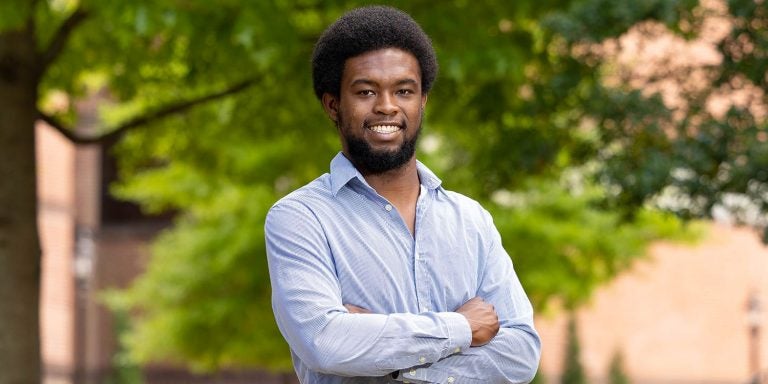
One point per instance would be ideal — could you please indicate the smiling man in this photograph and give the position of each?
(379, 274)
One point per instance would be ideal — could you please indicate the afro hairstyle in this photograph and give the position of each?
(368, 29)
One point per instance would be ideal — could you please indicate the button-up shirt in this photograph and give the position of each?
(336, 241)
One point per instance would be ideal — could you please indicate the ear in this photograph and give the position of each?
(331, 106)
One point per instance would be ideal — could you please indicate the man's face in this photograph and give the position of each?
(379, 109)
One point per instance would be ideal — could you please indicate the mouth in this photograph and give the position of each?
(384, 128)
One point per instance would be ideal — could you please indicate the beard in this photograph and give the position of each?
(371, 161)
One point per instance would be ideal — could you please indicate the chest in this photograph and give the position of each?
(382, 267)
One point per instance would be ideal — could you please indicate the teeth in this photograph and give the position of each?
(385, 128)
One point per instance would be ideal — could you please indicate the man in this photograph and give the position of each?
(379, 274)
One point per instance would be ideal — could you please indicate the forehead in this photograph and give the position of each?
(382, 65)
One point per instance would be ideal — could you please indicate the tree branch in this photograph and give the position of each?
(61, 36)
(139, 121)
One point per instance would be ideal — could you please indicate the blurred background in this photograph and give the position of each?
(621, 147)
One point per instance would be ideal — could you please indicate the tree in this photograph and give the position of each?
(573, 371)
(500, 127)
(698, 148)
(155, 62)
(502, 84)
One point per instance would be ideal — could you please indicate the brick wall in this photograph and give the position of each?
(679, 316)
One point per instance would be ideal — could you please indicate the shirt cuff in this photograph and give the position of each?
(459, 332)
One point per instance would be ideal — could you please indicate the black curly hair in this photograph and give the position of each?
(368, 29)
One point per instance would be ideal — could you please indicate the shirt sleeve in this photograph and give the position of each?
(512, 356)
(306, 300)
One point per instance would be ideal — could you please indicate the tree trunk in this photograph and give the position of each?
(19, 244)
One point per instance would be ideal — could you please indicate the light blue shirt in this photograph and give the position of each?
(336, 241)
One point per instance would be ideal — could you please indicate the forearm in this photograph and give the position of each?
(375, 345)
(511, 357)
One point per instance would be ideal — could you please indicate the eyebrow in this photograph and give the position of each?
(371, 82)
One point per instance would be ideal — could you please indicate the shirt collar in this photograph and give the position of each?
(342, 172)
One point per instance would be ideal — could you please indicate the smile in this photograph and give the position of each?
(384, 128)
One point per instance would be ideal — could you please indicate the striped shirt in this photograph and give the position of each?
(336, 241)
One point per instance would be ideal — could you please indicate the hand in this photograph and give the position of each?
(482, 319)
(355, 309)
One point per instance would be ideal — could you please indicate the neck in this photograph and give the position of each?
(399, 185)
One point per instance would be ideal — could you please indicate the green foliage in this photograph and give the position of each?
(565, 246)
(569, 168)
(616, 374)
(124, 369)
(573, 371)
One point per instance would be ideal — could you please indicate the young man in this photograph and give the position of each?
(380, 275)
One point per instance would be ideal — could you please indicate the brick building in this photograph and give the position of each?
(680, 316)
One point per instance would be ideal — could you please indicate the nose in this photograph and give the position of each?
(385, 104)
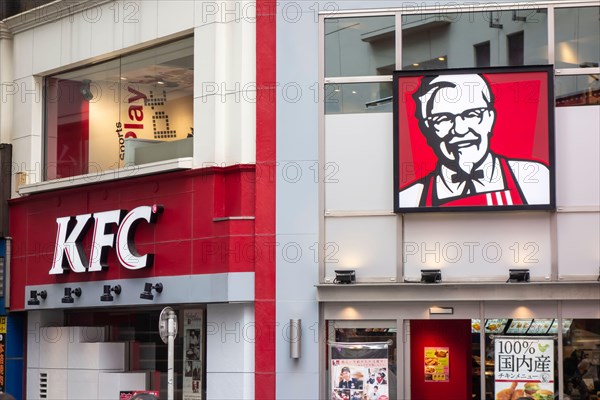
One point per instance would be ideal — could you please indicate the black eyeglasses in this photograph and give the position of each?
(449, 119)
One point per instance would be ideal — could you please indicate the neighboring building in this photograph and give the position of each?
(143, 150)
(336, 187)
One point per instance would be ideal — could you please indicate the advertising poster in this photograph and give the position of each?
(437, 364)
(524, 367)
(192, 358)
(128, 394)
(2, 354)
(473, 139)
(359, 371)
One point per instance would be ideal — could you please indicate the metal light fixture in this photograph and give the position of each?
(518, 275)
(431, 275)
(68, 297)
(345, 276)
(33, 297)
(147, 293)
(106, 296)
(441, 310)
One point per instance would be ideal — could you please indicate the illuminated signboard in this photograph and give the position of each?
(474, 139)
(524, 367)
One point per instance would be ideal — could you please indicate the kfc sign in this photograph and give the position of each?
(69, 251)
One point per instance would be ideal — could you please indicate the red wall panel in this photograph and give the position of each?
(191, 202)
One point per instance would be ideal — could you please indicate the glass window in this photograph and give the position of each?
(133, 110)
(577, 34)
(482, 54)
(581, 364)
(371, 369)
(577, 90)
(362, 46)
(147, 351)
(521, 358)
(452, 37)
(351, 98)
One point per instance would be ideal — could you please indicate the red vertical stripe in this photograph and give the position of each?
(265, 200)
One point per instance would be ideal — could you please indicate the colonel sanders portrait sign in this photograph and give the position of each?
(474, 139)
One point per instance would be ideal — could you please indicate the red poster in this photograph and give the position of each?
(138, 395)
(437, 364)
(474, 139)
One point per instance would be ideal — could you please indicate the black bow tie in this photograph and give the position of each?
(475, 175)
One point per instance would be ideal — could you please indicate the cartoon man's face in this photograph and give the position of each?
(459, 118)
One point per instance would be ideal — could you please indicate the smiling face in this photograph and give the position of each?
(457, 117)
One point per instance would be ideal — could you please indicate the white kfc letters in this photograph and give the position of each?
(69, 251)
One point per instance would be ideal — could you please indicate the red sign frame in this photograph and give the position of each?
(434, 109)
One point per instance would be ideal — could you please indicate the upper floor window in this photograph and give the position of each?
(360, 46)
(499, 38)
(132, 110)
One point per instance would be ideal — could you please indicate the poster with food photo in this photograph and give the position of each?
(524, 368)
(437, 364)
(192, 357)
(359, 371)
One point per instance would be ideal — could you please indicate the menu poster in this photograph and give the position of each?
(475, 325)
(128, 394)
(519, 326)
(437, 364)
(539, 326)
(524, 367)
(566, 326)
(359, 370)
(2, 353)
(495, 325)
(192, 357)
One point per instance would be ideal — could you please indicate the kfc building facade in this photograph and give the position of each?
(455, 144)
(142, 137)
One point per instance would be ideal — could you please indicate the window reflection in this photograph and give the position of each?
(577, 90)
(352, 98)
(581, 364)
(499, 38)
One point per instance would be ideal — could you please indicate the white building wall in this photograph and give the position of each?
(63, 36)
(230, 337)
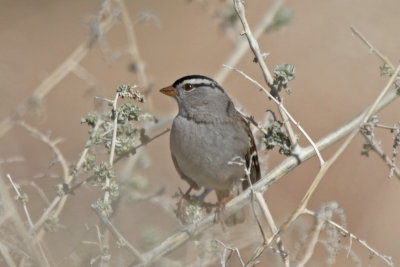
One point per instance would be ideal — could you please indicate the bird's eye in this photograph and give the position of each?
(188, 87)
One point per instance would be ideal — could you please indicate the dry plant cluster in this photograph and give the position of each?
(121, 126)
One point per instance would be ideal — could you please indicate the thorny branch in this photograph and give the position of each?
(239, 5)
(183, 235)
(385, 258)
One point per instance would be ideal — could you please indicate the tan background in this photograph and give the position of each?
(336, 77)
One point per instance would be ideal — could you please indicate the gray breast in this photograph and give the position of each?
(202, 151)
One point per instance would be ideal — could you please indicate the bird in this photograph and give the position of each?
(211, 143)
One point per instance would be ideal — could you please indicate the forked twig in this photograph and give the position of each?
(371, 47)
(385, 258)
(183, 235)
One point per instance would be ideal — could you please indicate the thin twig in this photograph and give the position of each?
(303, 203)
(243, 46)
(284, 111)
(52, 144)
(268, 216)
(312, 241)
(22, 199)
(224, 259)
(7, 256)
(121, 239)
(375, 147)
(52, 80)
(28, 217)
(61, 200)
(385, 258)
(183, 235)
(259, 57)
(372, 49)
(133, 46)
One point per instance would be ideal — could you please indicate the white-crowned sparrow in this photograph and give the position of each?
(209, 136)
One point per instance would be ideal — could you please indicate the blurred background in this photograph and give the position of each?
(336, 78)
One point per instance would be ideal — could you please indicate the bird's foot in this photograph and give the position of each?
(192, 208)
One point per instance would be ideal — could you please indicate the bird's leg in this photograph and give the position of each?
(204, 194)
(221, 217)
(192, 185)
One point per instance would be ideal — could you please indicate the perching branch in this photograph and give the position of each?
(182, 236)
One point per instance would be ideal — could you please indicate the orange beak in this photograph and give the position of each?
(170, 91)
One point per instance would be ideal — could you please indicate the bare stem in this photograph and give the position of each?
(385, 258)
(243, 46)
(371, 47)
(284, 110)
(121, 239)
(183, 235)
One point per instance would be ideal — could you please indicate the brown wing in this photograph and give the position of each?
(183, 176)
(251, 156)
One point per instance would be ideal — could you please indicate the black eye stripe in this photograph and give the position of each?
(195, 85)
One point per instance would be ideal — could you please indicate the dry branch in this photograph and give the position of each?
(178, 239)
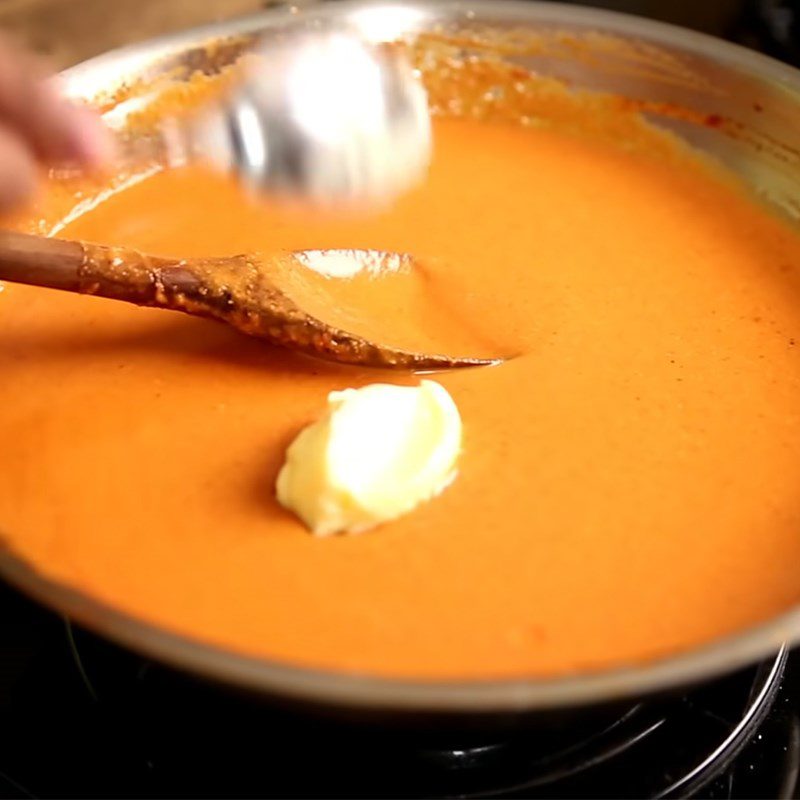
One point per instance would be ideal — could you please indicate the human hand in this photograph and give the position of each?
(40, 127)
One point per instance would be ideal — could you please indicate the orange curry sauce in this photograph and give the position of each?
(630, 483)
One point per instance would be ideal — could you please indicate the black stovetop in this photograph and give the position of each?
(82, 718)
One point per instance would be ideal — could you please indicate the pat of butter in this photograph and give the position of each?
(376, 453)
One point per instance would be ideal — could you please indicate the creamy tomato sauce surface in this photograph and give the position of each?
(630, 482)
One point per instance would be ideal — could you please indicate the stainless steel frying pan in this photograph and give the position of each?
(740, 106)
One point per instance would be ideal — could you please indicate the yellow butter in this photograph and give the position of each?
(376, 454)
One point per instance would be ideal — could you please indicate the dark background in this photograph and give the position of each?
(69, 31)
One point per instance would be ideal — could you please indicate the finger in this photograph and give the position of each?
(55, 129)
(18, 173)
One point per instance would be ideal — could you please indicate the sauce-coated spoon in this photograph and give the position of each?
(242, 291)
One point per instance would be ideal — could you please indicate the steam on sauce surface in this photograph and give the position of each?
(630, 484)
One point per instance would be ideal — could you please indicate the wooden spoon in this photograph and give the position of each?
(239, 290)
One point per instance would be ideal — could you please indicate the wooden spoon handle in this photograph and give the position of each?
(39, 261)
(115, 272)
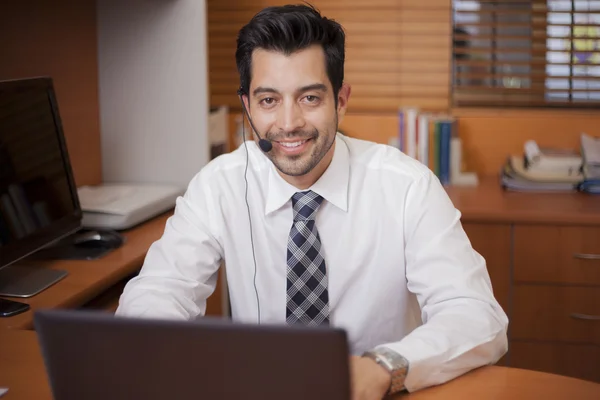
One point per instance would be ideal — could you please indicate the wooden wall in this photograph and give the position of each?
(58, 39)
(490, 134)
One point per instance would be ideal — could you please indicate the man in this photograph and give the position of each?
(319, 228)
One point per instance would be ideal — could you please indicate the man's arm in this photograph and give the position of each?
(464, 326)
(180, 269)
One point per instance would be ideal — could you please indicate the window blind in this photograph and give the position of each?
(398, 53)
(526, 53)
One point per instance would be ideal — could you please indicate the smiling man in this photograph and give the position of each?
(319, 228)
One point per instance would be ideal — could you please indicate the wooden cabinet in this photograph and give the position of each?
(547, 279)
(557, 254)
(556, 313)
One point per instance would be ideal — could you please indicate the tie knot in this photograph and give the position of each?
(305, 205)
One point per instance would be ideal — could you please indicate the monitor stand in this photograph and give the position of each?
(19, 280)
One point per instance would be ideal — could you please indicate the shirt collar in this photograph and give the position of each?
(332, 185)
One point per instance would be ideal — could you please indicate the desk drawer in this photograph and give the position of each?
(565, 254)
(578, 361)
(569, 314)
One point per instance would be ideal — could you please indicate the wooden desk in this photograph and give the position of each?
(532, 244)
(22, 371)
(89, 279)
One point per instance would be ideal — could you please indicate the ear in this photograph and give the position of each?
(343, 97)
(244, 99)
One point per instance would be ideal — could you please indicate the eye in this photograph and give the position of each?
(267, 101)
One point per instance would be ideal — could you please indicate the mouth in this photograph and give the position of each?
(294, 147)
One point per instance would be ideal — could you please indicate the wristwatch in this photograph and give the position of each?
(394, 363)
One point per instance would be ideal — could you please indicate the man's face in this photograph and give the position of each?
(292, 104)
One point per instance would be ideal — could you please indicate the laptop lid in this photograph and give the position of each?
(98, 356)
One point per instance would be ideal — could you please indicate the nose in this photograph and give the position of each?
(290, 117)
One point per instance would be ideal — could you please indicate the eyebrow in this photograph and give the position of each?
(314, 86)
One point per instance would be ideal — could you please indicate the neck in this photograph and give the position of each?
(303, 182)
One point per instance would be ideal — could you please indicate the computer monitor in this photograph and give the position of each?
(38, 196)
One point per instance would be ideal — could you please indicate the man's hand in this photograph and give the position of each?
(370, 381)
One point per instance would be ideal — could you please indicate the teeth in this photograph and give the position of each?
(292, 144)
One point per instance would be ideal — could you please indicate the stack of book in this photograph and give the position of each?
(434, 140)
(542, 169)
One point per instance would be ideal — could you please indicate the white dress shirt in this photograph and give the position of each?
(402, 272)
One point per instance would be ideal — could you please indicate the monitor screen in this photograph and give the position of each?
(38, 197)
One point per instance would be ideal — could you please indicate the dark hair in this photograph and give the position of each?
(287, 29)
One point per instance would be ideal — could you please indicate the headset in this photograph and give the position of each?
(266, 146)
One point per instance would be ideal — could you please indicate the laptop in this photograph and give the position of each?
(95, 355)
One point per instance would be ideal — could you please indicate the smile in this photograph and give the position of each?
(294, 148)
(293, 144)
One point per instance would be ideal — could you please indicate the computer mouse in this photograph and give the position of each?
(103, 239)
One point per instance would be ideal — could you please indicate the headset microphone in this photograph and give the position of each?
(264, 144)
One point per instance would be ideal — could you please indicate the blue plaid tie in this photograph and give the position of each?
(307, 296)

..........

§ **Brief**
In the entries above, take the line containing "the headset in" and each later line through the last, and repeat them exactly. Output nothing else.

§ **Solved exercise**
One point per instance would be ideal — could you please indicate the headset in this photograph and give the position of each?
(266, 146)
One point per instance would be ideal — could you please indicate the laptop in this photograph and give the position of each?
(95, 355)
One point per instance would be ideal — could you please indicate the smile in this photograph and give the position of each?
(294, 148)
(293, 144)
One point per instance would be ideal — could you please indicate the computer mouse in this photograph and give the position of each?
(103, 239)
One point per instance would be ideal — could you please indicate the headset microphone in this photograph and give the position of each?
(264, 144)
One point per instance would be ideal — could you please indicate the blue plaid tie in this photograph and give the position of each?
(307, 296)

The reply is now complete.